• **What the exercise asks**: Draw out every line with the word "black" from the listing below.

• **Data excerpts**:
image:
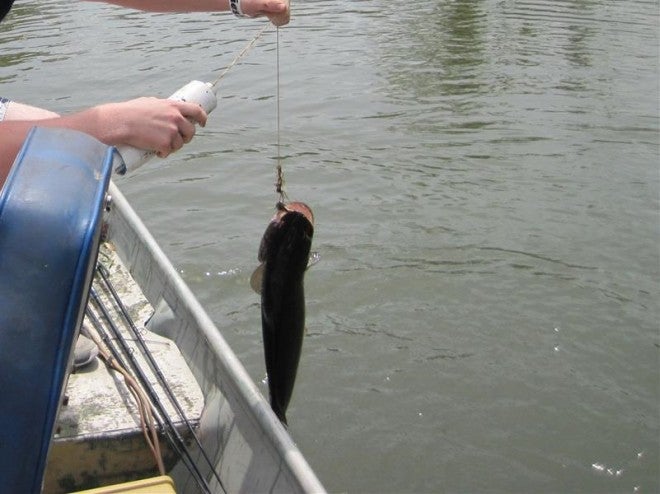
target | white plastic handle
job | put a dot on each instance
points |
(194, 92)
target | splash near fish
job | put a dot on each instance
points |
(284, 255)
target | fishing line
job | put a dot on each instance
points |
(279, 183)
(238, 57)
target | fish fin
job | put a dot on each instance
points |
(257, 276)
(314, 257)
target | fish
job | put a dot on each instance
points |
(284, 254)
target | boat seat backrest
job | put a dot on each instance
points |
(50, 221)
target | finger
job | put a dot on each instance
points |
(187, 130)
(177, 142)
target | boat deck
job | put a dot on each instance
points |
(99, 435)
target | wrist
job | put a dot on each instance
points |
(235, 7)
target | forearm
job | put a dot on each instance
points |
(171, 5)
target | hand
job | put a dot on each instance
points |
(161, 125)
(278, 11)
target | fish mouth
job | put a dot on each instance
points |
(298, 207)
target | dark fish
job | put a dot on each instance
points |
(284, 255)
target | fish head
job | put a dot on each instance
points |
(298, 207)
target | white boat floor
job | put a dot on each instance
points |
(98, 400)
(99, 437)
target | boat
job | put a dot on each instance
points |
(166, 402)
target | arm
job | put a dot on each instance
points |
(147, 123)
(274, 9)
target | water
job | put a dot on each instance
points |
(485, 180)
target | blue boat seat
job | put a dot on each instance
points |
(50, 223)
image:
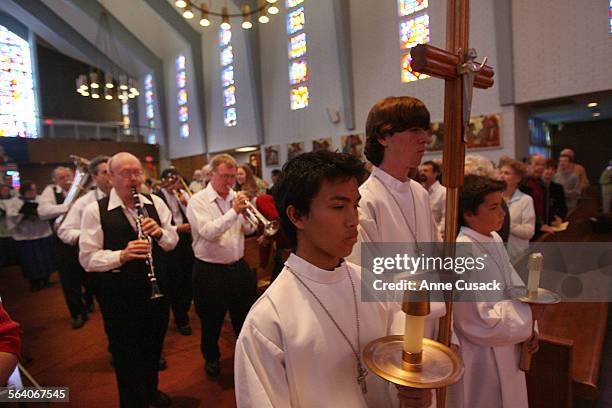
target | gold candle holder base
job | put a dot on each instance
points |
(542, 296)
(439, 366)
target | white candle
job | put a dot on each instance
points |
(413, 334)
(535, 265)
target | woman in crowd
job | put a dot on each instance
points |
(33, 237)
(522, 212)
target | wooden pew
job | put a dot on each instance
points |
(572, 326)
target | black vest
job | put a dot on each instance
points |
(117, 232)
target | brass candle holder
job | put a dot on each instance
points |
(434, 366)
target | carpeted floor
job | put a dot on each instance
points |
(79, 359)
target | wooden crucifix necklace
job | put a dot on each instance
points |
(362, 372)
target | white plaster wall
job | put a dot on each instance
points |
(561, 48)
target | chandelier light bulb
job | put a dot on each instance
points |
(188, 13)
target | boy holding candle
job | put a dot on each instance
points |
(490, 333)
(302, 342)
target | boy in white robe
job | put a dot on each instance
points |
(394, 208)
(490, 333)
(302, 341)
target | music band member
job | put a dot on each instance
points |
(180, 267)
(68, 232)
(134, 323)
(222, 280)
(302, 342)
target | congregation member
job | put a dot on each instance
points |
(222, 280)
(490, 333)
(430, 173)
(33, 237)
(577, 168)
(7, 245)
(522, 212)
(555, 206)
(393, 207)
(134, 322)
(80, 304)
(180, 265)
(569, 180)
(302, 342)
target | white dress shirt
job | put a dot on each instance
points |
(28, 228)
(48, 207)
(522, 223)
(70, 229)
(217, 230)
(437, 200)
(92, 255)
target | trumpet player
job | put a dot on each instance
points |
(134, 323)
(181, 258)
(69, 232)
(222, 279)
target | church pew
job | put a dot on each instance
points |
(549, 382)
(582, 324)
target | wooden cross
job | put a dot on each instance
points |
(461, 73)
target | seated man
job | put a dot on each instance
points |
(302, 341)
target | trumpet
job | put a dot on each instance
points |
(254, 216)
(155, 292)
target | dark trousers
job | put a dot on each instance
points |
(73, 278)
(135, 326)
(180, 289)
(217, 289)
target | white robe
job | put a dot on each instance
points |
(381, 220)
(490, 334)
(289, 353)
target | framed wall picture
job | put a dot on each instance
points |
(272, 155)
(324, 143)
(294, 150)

--

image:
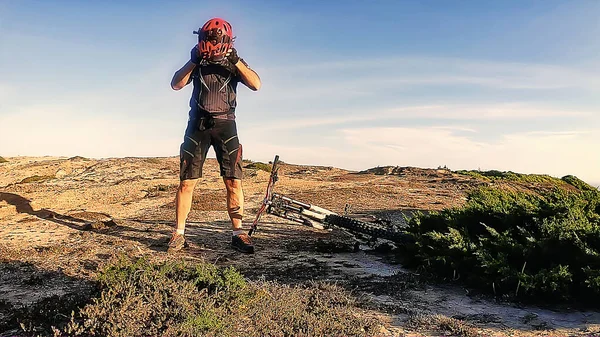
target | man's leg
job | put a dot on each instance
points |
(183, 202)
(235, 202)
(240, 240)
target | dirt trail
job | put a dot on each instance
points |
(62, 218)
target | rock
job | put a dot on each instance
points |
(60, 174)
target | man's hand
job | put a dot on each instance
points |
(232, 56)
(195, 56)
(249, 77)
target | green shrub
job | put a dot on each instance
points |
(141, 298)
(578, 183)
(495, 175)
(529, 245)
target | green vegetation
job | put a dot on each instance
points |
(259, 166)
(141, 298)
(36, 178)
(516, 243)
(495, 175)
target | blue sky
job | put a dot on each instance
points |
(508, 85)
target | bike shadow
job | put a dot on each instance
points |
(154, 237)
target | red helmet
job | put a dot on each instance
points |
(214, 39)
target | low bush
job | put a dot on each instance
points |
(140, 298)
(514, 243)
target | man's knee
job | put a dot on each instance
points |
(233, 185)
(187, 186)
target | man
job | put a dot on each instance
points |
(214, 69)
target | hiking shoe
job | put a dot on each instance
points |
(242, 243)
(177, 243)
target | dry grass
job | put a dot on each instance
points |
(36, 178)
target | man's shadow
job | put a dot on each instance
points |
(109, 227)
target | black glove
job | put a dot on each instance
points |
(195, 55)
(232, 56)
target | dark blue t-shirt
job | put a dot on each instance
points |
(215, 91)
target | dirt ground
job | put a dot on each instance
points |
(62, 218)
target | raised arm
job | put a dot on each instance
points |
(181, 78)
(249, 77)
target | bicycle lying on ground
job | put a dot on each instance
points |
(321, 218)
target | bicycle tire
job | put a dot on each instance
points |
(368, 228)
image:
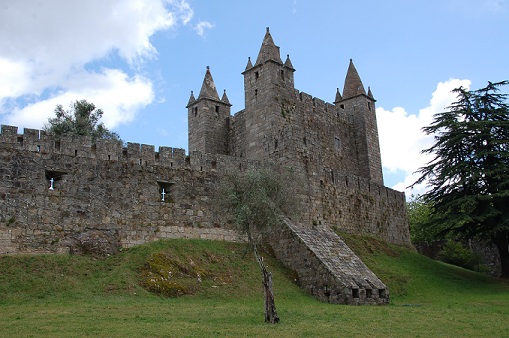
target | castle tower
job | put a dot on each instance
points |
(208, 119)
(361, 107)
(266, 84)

• **Answer space**:
target | black vest
target | black glove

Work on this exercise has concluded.